> **Work instructions**
Whenever a line in the entries includes the word "below", copy that line out.

Point-per-instance localization data
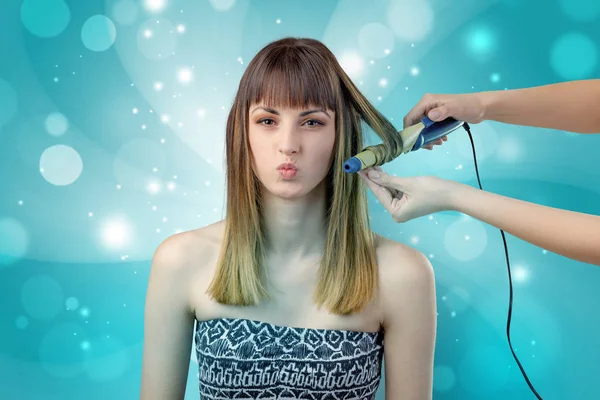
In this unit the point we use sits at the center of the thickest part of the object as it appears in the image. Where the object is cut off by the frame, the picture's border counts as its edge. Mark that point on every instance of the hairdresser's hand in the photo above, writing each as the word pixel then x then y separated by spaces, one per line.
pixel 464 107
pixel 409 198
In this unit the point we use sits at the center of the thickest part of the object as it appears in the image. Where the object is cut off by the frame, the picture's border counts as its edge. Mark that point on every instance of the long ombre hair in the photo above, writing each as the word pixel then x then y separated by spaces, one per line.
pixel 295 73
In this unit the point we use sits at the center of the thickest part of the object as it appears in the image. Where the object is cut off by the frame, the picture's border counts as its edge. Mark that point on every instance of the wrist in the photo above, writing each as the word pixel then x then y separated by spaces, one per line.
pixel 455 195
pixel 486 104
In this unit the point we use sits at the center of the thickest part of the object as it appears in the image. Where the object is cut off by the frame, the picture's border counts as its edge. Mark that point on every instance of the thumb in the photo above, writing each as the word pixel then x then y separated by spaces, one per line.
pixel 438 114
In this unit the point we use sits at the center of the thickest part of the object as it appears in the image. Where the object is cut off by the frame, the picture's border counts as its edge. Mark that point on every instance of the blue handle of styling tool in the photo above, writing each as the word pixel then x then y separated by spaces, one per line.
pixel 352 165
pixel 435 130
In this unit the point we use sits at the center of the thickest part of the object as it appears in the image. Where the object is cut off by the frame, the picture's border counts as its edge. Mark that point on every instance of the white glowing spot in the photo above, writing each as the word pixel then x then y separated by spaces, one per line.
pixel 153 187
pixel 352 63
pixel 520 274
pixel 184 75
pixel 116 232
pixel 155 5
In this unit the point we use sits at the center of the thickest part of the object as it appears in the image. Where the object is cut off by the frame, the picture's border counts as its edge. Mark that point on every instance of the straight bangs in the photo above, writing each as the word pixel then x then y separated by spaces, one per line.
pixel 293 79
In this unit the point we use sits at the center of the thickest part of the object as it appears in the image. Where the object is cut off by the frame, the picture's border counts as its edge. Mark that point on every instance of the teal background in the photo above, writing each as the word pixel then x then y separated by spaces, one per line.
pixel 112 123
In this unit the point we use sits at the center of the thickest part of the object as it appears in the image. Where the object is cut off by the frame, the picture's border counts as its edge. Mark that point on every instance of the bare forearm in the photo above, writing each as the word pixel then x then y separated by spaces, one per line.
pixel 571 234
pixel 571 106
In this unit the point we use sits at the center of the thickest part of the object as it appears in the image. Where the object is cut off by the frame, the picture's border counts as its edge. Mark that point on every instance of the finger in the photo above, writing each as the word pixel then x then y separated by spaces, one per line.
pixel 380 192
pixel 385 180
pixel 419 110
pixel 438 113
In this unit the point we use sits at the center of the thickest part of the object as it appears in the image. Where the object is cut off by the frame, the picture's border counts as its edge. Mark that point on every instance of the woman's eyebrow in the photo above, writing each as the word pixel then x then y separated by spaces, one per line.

* * *

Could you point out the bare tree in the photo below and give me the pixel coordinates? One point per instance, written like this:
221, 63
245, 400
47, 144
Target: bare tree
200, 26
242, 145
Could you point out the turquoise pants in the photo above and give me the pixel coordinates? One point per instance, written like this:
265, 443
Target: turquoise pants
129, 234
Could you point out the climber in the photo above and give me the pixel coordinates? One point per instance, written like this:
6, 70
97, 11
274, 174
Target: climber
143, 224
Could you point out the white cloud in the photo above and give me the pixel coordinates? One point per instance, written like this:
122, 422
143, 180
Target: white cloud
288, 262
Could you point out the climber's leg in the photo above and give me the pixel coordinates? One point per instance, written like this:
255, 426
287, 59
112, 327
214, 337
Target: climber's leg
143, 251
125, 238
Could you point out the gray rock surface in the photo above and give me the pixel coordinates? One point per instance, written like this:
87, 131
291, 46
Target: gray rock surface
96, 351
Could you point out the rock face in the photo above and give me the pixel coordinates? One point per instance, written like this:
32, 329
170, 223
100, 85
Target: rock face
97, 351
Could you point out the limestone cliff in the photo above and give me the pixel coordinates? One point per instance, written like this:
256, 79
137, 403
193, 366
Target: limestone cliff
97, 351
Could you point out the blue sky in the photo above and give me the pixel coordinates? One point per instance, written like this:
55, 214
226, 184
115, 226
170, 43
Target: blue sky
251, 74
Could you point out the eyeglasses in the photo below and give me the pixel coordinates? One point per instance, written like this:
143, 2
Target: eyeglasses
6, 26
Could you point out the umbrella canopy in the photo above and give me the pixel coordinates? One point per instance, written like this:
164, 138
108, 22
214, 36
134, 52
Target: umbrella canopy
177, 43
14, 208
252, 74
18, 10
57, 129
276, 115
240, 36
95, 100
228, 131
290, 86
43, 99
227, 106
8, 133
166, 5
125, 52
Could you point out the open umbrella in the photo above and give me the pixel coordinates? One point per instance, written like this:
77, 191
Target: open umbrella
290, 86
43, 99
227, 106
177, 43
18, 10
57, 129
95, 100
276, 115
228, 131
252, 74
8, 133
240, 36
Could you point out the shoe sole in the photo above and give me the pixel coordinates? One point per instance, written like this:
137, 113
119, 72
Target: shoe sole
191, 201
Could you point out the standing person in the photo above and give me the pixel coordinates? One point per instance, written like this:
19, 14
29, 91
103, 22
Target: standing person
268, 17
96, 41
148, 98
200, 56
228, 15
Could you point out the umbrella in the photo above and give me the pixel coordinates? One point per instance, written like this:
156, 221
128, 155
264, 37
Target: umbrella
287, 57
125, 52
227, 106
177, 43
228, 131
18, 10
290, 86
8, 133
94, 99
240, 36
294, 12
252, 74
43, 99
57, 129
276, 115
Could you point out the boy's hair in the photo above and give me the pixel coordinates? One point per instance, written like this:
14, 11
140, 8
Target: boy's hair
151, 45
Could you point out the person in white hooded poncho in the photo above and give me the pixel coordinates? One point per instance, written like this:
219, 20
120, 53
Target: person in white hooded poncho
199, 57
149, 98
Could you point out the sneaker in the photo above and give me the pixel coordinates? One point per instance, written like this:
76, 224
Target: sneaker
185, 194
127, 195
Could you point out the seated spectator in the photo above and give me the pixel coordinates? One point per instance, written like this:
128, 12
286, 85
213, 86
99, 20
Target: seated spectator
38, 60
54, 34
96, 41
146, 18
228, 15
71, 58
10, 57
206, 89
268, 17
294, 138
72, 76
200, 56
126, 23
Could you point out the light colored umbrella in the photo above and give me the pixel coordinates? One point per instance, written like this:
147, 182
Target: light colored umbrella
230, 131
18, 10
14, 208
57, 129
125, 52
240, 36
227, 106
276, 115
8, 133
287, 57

--

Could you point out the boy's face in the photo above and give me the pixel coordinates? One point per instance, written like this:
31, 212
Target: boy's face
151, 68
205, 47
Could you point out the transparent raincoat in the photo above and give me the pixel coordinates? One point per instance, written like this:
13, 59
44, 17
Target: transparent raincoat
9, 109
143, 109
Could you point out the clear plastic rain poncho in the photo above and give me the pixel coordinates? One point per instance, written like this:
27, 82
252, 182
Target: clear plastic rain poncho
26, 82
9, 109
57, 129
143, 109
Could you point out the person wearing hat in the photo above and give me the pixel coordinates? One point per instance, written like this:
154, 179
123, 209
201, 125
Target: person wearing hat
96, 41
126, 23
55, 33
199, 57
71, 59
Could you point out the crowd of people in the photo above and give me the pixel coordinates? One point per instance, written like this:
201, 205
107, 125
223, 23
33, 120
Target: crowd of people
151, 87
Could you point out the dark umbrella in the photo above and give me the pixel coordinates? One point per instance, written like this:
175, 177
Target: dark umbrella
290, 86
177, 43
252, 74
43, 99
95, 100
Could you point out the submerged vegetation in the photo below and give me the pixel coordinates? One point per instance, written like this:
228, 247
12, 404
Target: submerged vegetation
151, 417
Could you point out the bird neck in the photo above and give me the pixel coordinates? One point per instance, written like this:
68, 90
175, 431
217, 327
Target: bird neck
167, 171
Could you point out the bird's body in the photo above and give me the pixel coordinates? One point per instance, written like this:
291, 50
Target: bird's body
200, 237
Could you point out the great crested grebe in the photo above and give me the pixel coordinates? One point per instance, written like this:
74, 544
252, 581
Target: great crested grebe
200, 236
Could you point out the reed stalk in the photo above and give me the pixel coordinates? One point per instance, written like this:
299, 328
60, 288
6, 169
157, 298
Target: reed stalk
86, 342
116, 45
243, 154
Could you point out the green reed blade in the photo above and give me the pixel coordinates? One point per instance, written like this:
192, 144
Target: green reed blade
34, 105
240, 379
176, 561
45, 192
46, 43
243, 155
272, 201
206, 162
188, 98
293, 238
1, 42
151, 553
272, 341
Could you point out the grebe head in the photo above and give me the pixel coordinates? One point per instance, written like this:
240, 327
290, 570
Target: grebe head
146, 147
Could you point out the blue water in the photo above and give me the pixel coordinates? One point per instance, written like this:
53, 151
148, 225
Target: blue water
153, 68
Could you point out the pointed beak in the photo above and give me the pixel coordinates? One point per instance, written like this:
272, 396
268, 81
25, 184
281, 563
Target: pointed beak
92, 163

> **Reply to the exercise**
Could you point out the bare tree in the photo below and give me the pixel coordinates? One point per instance, written like this:
Could you point out the eyeglasses in the photo below and give me the pixel coordinates? One point per instance, written like this:
Could you point out the submerged vegetation in the photo below and give me the pixel coordinates? One point per instance, written like this:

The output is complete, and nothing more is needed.